EXERCISE TASKS:
a) In the rebuttal of Tavleen Singh's column, when was Communalism Combat launched?
b) Please resume the rebuttal of Tavleen Singh's column from the point where it stops.

Javed Anand & Teesta Setalvad

Posted: Dec 02, 2004 at 1404 hrs IST

Tavleen is entitled to her opinion of us and our magazine, but does it give Ms Singh the right to distort facts, give journalistic ethics the go-by and parade insinuation as argument?

If a high-flying columnist such as Tavleen Singh were to limit herself to peddling prejudice, paranoia and sheer naivete as informed opinion, who are we to stand between her and her precious constituency? But when basic journalistic ethics are given the go-by even while a facade of objectivity and even-handedness is diligently maintained, when insinuation is paraded as argument, when facts are selectively handpicked to dress up fiction, Ms Singh’s bluff needs to be called.

In her recent column ‘The communalism divide’ (The Sunday Express, Nov 21), the prime target of Ms Singh’s wrath are ‘‘magazines and NGOs who have thrived on maligning India for being a country as fundamentalist as our Islamic neighbours’’. Ms Singh’s ‘‘anti-national’’ magazines and NGOs remain nameless and faceless, with the sole exception of Communalism Combat, the monthly magazine that we co-edit. But even here, instead of holding her ground as an honest critic, she stoops to the hit-and-run tactics of cowardly journalism.

Before writing her column, Ms Singh e-mailed us a list of ‘‘harsh questions’’. They added up to the charge that we are a shady, unregistered outfit (NGO), accountable to no one, funded by ‘‘Saudis of a dubious nature’’ for publishing a magazine that cries itself hoarse over Muslim victims of communal violence but keeps silent over the plight of Kashmiri Pandits and the victims of the anti-Sikh carnage in 1984.

We give a detailed reply to all the questions. We categorically state that the magazine or its editors do not have a single petro-dollar to hide, that Communalism Combat is not an NGO activity but is published by a registered, private limited company whose audited annual accounts are regularly filed with the Income Tax and other authorities. In addition, we attach a specially-prepared list of headlines of cover stories and special reports published by Communalism Combat since its launch in August 1993, so that Ms Singh could see for herself that the magazine has been as unsparing of Muslim communalism and extremism, lamented the fact that the victims of the anti-Sikh carnage of 1984 had been denied justice, frequently highlighted the plight of Kashmiri Pandits, and repeatedly castigated Bangladesh and Pakistan for the persecution of religious and ethnic minorities. (We would be happy to e-mail a copy of the list to all interested readers of The Indian Express). We also inform Ms Singh that she is welcome to access archives on our website,

It is obvious in retrospect that Ms Singh was merely interested in those bits of facts that suited her thesis, the rest she would twist or fabricate.

GIVEN INFORMATION:
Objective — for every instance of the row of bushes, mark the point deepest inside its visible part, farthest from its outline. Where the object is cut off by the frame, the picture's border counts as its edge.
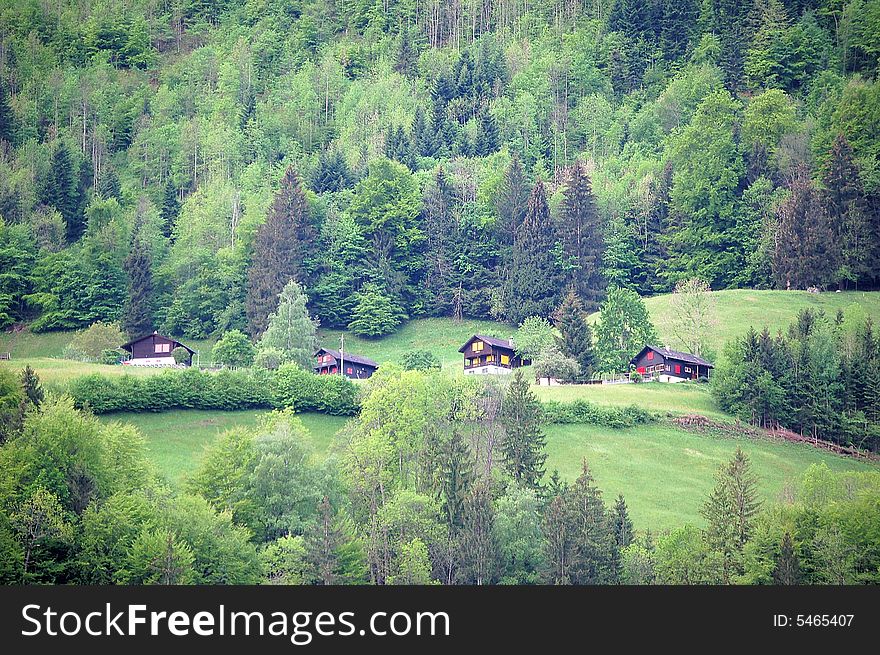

TASK RESPONSES:
a) August 1993.

b)
‘‘In the vanguard of those fighting Hindu fundamentalism was Teesta Setalvad’s magazine, Communalism Combat....’’ Excuse us. Ms Singh is entitled to her opinion of us and of our magazine, but what gives her the right to distort facts? Did she not owe it her own professional integrity to share with her readers the information (fact) that the editors she accuses of being concerned with fighting Hindu fundamentalism alone, among other things, co-hosted the visit of Taslima Nasreen to Mumbai in March 2000, kept her at their own home, arranged public meetings and interviews for her, in support of her right to be heard and in defiance of Muslim fanatics who had threatened to burn Taslima alive if she dared enter the metropolis?

CC was perhaps the first publication in South Asia to feature the inhuman and oppressive politics of the Taliban in Afghanistan (‘Hell on Earth’, cover story, November 1998). It was up front, questioning the Islamisation of the movement in Kashmir (‘The Talibanisation of Kashmir’, cover story, November 1999). ‘Living with Terror, Minorities in Bangladesh’, our cover story for September 2004, is only the latest in half-a-dozen cover stories and special reports that we have featured in the last few years to highlight atrocities against Hindus and other minorities in neighbouring Bangladesh.

‘‘Teesta Setalvad’s magazine, Communalism Combat....’’ Elementary journalistic courtesy would have required her to point out the fact that CC is co-edited. But Teesta needed to be singled out so that she could be ‘‘exposed’’ immediately thereafter: ‘‘Teesta’s protege Zaheera Sheikh condemned her for exploiting her for money.’’

The choice of words (protégé) is telling. Why was Zaheera’s allegation not part of the list of charges and queries against us for our version? Shouldn’t Ms Singh have informed her readers that within days of Zaheera’s allegation, it is not she but Teesta who has applied to the Supreme Court praying for a probe into the murky episode? Zaheera has rushed her complaints to the National Commission for Minorities and National Commission for Women but is fighting shy of going near the National Human Rights Commission, the only among the three commissions to be headed by a retired judge of the Supreme Court of India. Does this not arouse Ms Singh’s journalistic curiosity?

‘‘Communalism is an odd subject to make a profit out of’’. We gave Ms Singh a fair picture of how profitable communalism has been for us in the last 11 years. Why she has chosen to keep that a personal secret only she can answer. We started Sabrang Communications and Publishing Pvt Ltd in the hope of undertaking professional assignments that would generate revenue to sustain Communalism Combat, which we foresaw as not being viable on its own strength. What, prey, is so odd about that?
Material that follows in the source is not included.